(What you have to do): Go through the entries, filter for the word "person", and copy every line that has it.
--------
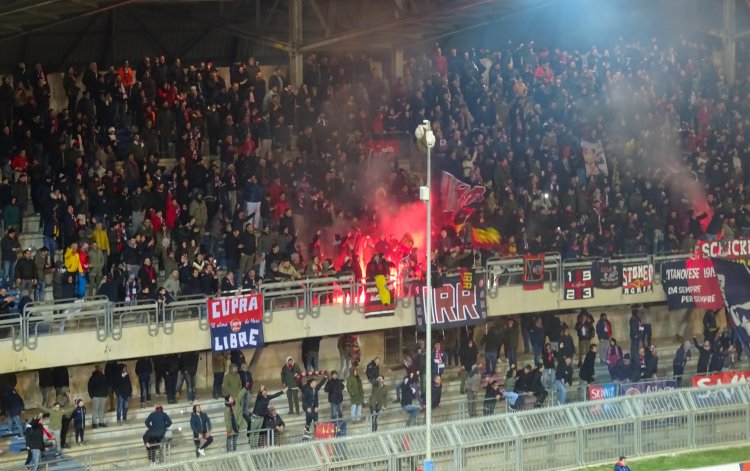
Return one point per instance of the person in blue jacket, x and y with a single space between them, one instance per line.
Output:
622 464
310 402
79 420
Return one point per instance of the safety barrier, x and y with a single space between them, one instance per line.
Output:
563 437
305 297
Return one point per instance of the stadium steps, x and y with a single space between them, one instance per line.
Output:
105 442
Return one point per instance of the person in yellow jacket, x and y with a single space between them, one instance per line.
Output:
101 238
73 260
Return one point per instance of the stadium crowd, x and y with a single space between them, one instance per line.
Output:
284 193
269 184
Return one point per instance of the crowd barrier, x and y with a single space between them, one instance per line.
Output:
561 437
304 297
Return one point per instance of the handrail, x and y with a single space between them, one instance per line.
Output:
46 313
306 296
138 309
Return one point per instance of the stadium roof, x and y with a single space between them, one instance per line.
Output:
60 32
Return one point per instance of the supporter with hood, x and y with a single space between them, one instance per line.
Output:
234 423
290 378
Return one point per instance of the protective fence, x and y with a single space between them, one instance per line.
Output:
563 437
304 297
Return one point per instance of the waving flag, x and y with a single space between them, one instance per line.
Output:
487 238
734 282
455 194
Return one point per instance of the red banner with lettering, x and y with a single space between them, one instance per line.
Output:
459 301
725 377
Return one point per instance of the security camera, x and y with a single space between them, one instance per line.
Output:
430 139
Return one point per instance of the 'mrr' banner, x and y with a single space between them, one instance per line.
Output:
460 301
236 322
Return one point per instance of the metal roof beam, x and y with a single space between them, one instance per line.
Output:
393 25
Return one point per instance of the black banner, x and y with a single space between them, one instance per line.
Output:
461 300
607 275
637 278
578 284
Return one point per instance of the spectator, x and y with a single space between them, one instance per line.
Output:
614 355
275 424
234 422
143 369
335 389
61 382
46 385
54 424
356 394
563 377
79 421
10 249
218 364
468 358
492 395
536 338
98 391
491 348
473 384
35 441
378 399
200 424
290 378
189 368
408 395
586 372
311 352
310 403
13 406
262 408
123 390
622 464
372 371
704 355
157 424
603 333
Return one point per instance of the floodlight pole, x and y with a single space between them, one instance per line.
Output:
--------
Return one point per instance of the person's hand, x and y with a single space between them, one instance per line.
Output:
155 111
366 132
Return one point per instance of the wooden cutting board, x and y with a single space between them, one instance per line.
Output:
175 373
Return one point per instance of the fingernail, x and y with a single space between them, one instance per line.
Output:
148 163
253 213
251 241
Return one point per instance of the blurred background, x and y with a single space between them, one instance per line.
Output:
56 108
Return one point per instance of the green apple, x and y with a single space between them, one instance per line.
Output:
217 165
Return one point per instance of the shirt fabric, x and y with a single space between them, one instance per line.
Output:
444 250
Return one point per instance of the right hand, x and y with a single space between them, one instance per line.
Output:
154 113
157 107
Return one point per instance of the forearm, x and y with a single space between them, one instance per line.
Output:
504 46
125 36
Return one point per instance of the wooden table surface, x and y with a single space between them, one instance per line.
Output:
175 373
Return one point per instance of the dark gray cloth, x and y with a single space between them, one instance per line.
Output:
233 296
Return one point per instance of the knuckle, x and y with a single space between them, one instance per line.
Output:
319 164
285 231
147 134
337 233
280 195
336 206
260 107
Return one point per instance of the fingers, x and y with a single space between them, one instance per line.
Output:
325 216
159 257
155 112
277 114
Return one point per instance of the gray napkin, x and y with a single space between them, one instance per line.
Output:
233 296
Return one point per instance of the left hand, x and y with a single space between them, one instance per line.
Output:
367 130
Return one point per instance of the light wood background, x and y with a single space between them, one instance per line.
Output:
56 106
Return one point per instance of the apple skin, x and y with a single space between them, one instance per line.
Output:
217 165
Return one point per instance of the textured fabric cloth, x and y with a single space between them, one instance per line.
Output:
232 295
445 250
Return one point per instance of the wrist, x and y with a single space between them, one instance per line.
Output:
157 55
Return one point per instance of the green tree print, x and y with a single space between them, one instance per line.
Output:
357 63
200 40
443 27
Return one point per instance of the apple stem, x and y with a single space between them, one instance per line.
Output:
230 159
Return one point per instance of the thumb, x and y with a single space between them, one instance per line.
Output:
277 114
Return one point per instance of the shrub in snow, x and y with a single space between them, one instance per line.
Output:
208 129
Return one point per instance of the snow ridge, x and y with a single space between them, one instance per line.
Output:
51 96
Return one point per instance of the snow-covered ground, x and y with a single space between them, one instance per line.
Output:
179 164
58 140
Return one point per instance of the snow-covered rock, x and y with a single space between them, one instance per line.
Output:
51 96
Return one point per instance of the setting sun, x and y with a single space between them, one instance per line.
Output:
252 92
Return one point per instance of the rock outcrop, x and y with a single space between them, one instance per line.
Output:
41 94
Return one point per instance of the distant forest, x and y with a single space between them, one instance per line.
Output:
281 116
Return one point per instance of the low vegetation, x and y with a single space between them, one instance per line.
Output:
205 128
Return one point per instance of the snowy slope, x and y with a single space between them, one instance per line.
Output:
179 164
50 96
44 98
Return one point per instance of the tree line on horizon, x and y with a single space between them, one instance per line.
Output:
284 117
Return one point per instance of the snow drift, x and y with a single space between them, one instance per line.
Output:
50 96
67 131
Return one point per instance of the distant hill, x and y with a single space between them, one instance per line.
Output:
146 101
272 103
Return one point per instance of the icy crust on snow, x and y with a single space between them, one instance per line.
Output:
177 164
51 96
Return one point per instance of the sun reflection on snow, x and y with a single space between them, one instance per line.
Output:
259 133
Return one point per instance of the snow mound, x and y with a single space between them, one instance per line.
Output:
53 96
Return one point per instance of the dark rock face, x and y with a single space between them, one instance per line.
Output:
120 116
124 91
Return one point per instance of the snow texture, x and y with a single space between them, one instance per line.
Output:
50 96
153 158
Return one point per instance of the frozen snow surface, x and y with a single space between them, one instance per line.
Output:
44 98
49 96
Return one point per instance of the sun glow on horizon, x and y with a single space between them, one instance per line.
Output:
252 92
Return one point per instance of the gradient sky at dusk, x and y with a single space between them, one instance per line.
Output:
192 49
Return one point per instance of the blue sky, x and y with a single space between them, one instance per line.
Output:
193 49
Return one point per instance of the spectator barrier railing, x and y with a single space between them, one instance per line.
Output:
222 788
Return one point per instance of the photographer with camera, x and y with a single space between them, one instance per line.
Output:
--------
(Response to the exercise):
Return one point per instance of the person in blue jacket, x and y with a single space between them, one instance per line.
Return one point per instance of the person in yellow jacket, x and y with a single space between them, one instance per line.
Return one point per instance of the person's hand, x and y with a single space between them, one instance per line.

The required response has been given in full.